### [Task statement]
Rewrite the lines below, changing each "rubber" to "leather" and leaving everything else as it is. Omit the pictures from your answer.
- - -
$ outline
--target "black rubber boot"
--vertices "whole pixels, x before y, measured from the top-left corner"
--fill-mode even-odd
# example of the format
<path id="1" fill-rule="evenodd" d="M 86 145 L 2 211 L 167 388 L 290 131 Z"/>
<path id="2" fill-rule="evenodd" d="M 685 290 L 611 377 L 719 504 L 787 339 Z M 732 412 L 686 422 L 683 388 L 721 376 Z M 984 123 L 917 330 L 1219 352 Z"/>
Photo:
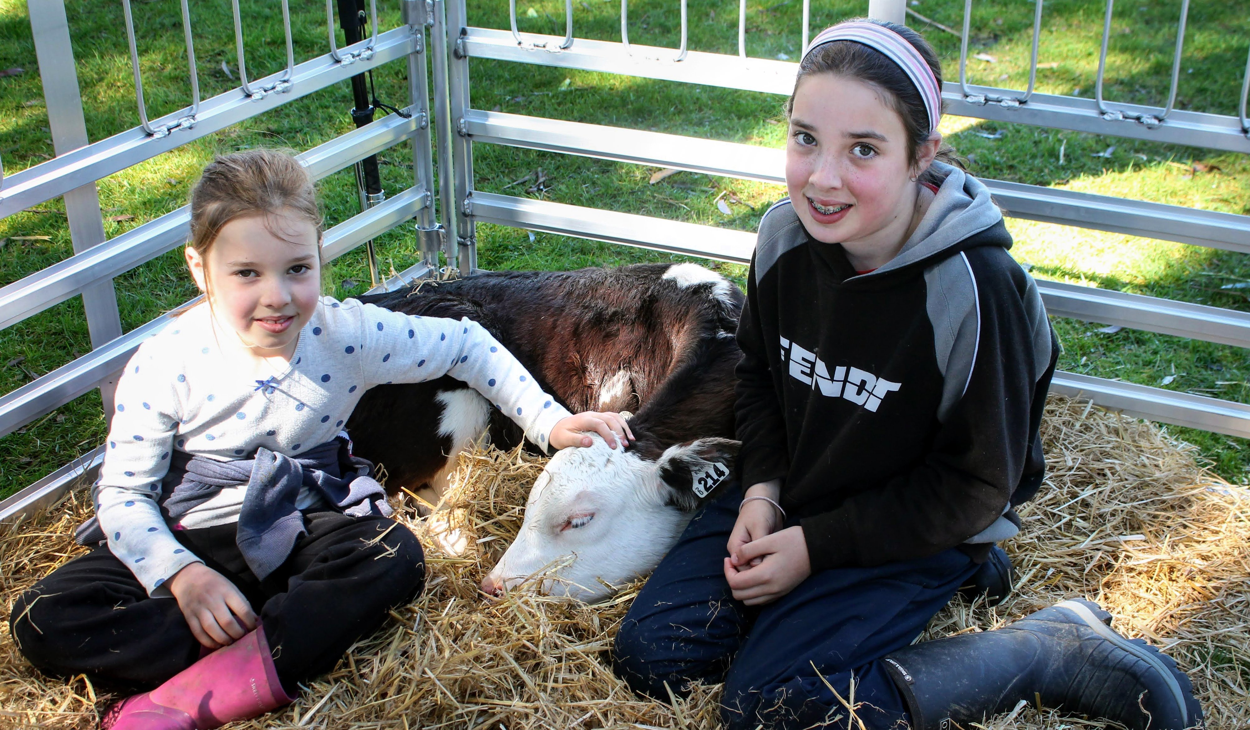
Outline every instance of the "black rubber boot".
<path id="1" fill-rule="evenodd" d="M 1015 582 L 1015 571 L 1011 569 L 1011 559 L 1006 550 L 995 545 L 990 549 L 989 558 L 976 569 L 968 584 L 959 586 L 959 592 L 968 600 L 985 596 L 985 605 L 996 606 L 1011 595 L 1011 585 Z"/>
<path id="2" fill-rule="evenodd" d="M 1035 698 L 1132 730 L 1200 728 L 1202 710 L 1176 662 L 1110 624 L 1098 604 L 1070 600 L 998 631 L 914 644 L 884 661 L 912 730 L 968 728 Z"/>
- - -
### [Solution to the problem]
$ outline
--target "black leather boot"
--vertices "whole pixels, x before y, measured from the top-left corner"
--fill-mode even-odd
# example of the format
<path id="1" fill-rule="evenodd" d="M 86 145 L 2 211 L 167 388 L 290 131 Z"/>
<path id="2" fill-rule="evenodd" d="M 685 290 L 611 377 L 719 504 L 787 339 Z M 732 412 L 686 422 L 683 388 L 721 376 Z M 984 123 L 917 330 L 1219 352 Z"/>
Photo:
Outline every instance of the "black leather boot".
<path id="1" fill-rule="evenodd" d="M 1015 582 L 1015 571 L 1011 569 L 1011 559 L 1006 550 L 995 545 L 990 549 L 989 558 L 976 569 L 968 584 L 959 586 L 959 592 L 968 600 L 985 596 L 985 605 L 996 606 L 1011 595 L 1011 585 Z"/>
<path id="2" fill-rule="evenodd" d="M 1035 698 L 1132 730 L 1200 728 L 1202 710 L 1176 662 L 1110 624 L 1098 604 L 1070 600 L 998 631 L 914 644 L 884 661 L 912 730 L 968 728 Z"/>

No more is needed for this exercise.